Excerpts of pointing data
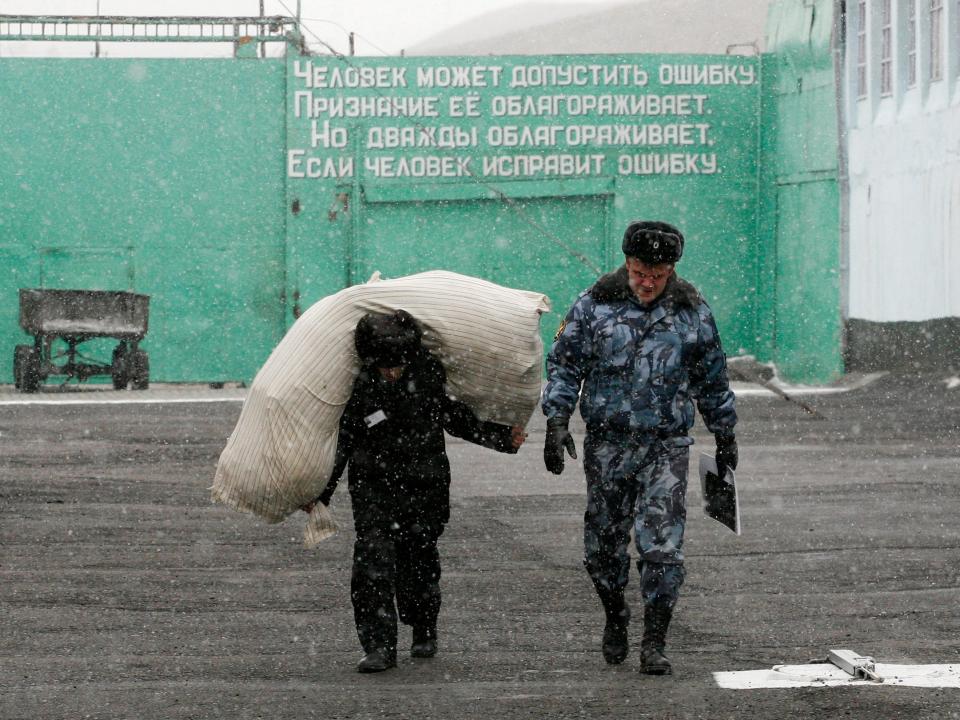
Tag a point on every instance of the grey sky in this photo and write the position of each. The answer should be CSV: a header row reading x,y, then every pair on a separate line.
x,y
381,26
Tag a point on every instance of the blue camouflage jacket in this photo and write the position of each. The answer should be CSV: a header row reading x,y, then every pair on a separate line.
x,y
641,367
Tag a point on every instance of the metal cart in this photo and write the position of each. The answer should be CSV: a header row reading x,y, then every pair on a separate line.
x,y
74,316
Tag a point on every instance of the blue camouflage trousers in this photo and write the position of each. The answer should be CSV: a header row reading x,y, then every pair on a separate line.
x,y
640,486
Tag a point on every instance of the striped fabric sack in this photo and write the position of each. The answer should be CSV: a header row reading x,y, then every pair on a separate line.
x,y
282,450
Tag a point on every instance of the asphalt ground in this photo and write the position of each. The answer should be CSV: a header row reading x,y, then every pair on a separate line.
x,y
126,594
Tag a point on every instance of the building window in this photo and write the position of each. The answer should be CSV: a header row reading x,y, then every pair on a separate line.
x,y
936,50
886,48
862,49
911,43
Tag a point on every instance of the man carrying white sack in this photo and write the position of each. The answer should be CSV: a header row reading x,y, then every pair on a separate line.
x,y
391,435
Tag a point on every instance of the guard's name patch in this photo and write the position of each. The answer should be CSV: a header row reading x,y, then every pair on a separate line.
x,y
563,325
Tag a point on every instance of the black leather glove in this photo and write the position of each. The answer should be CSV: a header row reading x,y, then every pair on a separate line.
x,y
727,453
558,438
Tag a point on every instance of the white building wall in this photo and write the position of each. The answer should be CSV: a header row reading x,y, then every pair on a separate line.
x,y
904,168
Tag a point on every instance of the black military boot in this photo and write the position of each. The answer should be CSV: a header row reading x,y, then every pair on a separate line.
x,y
615,641
377,661
656,620
424,641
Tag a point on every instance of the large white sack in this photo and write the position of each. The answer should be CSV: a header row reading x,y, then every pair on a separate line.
x,y
281,453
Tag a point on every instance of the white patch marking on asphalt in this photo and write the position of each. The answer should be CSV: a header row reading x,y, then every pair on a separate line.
x,y
829,675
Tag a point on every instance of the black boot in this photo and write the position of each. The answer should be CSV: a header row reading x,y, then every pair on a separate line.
x,y
424,641
615,641
377,661
656,620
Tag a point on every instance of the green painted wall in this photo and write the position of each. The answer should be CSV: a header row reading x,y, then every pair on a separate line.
x,y
800,327
191,181
164,177
366,204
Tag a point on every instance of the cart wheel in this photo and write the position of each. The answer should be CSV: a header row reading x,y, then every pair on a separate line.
x,y
140,369
118,367
26,368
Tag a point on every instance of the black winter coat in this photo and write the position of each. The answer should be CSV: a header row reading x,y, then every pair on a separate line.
x,y
391,435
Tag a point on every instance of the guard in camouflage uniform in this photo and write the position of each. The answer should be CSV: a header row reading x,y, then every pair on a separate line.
x,y
638,348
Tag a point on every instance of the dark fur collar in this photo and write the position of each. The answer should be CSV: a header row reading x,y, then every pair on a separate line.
x,y
613,287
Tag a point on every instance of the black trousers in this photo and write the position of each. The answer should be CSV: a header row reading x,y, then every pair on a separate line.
x,y
396,564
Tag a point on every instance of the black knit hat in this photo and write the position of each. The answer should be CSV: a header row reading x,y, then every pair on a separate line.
x,y
387,340
653,242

• [TO DO]
Scale the rows from the line containing "Tag a point on every instance of the black trousers" through the end of the rows, both included. Rewrite those lines with every request unchanged and every x and y coordinate multiplied by 0.8 and rounded to a whole number, with halves rounded up.

• [CORRECT OUTPUT]
Tag a point on every instance of the black trousers in this photo and write the position of each. The answer should be CSV: a header row reading x,y, then every pair on a separate line.
x,y
317,451
Tag a point on every instance of the black knit hat in this photo and write the position of each. The answer should be CSV: a header row reading x,y, then every pair on a separate line.
x,y
310,272
522,194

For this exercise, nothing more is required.